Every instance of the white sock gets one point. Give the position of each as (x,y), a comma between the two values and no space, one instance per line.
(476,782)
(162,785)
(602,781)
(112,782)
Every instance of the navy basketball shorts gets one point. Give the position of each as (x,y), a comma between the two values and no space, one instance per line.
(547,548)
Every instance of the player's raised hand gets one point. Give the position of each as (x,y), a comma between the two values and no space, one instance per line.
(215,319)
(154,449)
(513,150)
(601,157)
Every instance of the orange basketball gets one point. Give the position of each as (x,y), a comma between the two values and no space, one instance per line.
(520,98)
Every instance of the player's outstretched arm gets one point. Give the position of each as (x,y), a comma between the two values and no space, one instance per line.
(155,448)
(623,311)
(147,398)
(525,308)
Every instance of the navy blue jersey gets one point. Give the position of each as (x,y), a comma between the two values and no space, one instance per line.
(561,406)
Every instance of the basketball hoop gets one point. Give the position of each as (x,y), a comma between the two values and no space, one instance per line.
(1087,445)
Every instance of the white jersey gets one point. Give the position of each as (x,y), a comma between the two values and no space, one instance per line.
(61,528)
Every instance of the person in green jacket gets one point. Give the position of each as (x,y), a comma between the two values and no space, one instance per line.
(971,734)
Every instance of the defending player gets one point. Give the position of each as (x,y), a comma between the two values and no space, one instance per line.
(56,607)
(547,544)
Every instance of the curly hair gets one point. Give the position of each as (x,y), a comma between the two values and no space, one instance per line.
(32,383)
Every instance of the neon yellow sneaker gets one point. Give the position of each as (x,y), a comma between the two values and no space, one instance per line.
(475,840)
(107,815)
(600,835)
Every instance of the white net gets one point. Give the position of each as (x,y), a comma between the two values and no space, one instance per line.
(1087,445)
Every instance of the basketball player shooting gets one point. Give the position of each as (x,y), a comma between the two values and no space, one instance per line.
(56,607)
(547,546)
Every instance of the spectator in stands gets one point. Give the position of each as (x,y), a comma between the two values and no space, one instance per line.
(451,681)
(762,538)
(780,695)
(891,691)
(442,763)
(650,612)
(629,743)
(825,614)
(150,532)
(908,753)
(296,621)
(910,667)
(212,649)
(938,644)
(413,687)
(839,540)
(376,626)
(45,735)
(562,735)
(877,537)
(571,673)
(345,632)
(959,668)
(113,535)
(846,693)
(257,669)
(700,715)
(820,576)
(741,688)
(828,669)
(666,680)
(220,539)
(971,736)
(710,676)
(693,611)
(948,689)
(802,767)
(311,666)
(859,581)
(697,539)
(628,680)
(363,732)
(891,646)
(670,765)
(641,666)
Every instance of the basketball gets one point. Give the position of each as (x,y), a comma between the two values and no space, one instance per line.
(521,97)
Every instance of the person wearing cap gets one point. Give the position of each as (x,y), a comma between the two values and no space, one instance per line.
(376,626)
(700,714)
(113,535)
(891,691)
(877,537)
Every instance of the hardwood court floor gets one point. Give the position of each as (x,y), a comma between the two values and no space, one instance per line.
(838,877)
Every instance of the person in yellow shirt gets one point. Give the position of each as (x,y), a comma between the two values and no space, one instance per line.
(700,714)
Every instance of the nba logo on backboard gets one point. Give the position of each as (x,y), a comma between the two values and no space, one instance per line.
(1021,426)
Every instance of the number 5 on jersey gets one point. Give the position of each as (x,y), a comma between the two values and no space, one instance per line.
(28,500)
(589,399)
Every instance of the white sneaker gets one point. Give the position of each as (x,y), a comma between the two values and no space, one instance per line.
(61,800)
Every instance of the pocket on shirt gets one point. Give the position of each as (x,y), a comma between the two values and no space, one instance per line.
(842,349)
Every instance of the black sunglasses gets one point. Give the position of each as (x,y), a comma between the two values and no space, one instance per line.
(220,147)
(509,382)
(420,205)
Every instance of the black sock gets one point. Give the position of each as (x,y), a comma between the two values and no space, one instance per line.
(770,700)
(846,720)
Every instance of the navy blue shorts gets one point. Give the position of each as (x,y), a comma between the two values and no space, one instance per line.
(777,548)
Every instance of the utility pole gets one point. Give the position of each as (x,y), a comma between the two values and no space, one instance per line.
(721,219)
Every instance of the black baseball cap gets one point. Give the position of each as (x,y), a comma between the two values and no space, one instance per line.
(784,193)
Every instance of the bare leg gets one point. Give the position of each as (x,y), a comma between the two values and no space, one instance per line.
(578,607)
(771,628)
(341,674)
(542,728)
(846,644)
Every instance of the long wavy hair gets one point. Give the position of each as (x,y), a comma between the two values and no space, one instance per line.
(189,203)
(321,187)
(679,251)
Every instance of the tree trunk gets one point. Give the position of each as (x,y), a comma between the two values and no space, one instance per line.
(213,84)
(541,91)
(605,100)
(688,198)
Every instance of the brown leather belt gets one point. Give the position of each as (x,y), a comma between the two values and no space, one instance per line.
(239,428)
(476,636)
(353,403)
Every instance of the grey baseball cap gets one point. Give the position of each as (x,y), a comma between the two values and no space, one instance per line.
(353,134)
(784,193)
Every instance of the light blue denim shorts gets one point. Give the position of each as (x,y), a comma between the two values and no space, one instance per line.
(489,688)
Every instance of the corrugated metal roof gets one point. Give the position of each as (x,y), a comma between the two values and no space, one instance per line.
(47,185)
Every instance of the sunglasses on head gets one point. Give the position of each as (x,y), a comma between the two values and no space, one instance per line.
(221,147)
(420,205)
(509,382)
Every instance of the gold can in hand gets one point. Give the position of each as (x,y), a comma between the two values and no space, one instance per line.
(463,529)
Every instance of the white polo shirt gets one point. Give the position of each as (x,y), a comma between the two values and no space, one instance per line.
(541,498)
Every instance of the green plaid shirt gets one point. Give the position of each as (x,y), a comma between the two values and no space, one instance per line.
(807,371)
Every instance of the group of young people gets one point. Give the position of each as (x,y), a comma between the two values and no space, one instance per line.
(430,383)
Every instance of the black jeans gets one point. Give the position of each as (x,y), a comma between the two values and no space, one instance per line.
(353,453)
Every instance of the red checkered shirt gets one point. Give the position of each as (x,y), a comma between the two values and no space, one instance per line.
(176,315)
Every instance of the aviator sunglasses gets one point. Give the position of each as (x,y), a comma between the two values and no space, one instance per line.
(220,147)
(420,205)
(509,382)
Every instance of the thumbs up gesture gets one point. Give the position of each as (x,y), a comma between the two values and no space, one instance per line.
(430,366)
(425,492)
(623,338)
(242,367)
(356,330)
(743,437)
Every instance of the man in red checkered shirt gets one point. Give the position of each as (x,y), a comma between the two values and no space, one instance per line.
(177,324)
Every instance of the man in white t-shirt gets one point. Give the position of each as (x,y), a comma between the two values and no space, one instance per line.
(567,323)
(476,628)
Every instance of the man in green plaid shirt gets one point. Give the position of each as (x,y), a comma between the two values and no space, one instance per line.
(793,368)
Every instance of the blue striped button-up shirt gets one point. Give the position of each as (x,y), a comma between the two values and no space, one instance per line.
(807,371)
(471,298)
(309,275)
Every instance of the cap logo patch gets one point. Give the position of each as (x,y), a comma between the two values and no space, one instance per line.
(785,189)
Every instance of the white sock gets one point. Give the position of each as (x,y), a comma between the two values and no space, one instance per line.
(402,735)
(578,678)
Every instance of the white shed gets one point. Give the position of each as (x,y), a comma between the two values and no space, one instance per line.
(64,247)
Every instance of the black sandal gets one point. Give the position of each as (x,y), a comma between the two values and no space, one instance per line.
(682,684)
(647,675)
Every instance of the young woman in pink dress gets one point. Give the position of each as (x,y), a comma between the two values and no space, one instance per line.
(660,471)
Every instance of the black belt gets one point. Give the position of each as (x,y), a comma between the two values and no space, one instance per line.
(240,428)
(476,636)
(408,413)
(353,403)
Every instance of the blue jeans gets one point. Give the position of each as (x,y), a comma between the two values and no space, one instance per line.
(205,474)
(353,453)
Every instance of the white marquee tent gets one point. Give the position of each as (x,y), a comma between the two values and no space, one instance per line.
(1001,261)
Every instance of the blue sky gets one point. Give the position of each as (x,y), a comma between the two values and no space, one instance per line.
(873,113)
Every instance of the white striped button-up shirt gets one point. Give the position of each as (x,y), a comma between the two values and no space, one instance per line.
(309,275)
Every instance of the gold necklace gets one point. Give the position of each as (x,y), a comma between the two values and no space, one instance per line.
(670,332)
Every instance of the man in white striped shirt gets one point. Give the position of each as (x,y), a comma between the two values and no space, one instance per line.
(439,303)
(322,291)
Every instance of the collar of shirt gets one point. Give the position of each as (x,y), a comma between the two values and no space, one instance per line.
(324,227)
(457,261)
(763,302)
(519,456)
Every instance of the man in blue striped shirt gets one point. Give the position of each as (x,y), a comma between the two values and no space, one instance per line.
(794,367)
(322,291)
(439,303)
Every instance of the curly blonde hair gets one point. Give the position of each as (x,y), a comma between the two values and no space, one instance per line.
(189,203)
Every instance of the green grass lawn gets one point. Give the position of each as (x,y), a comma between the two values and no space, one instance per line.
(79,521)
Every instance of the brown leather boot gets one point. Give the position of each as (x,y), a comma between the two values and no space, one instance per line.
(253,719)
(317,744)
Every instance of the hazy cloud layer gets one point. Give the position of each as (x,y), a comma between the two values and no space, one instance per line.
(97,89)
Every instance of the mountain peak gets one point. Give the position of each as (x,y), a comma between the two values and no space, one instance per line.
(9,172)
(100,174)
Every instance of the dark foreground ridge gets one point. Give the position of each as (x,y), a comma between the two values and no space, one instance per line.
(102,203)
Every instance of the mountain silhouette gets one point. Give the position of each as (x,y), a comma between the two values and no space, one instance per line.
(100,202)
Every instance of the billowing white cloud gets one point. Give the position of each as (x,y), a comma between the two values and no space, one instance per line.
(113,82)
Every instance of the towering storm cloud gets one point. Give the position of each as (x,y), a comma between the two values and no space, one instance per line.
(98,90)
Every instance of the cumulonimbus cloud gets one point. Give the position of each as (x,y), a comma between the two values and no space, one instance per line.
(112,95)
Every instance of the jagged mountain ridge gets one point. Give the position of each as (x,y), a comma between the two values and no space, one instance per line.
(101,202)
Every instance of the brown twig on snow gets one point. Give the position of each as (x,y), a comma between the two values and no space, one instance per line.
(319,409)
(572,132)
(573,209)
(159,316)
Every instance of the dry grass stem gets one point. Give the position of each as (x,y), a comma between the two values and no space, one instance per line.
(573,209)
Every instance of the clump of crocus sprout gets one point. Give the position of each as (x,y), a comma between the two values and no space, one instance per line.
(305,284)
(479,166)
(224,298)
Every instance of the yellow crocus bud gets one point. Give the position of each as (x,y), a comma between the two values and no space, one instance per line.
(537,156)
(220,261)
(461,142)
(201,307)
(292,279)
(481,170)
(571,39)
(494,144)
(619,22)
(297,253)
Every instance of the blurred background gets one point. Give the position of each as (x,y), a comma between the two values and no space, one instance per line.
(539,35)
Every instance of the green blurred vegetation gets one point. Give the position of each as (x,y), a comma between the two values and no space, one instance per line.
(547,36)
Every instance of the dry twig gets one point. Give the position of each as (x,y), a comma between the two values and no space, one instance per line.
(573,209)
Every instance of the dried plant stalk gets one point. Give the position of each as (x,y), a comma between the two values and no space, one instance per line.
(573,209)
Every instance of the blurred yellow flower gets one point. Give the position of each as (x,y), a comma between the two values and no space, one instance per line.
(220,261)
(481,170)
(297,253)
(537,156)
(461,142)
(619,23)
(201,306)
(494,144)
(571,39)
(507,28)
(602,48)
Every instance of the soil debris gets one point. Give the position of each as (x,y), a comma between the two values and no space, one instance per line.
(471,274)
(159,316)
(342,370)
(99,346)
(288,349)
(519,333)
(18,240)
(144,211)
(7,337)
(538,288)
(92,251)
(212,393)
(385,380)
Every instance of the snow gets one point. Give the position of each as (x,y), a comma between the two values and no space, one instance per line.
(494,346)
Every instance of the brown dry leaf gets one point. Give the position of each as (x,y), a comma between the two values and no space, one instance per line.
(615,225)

──────

*Exercise aim:* Write out, word for word, every line from the one containing "Every instance of the blurred yellow" through the last line of the records above.

*Answer to the task:*
Every instance of the blurred yellow flower gets one point. Give the position of each as (x,y), a comma between the two values and no space, one instance per line.
(220,261)
(481,170)
(297,253)
(537,156)
(461,142)
(619,23)
(201,306)
(494,144)
(571,39)
(507,28)
(602,48)
Every instance of the soil debris gets one point. Give the position of each as (x,y), a comma between the two values and no space, one instance per line.
(471,274)
(159,316)
(342,370)
(99,346)
(288,349)
(519,333)
(18,240)
(144,211)
(7,337)
(538,288)
(92,251)
(212,393)
(385,380)
Every instance of the snow gets one point. Give the position of each as (x,y), a comma between the two values and no space, one instance per line.
(494,346)
Every instance of the brown dry leaf gets one point. Give the position of each as (x,y), a comma between the two values and no space, one instance per line.
(615,225)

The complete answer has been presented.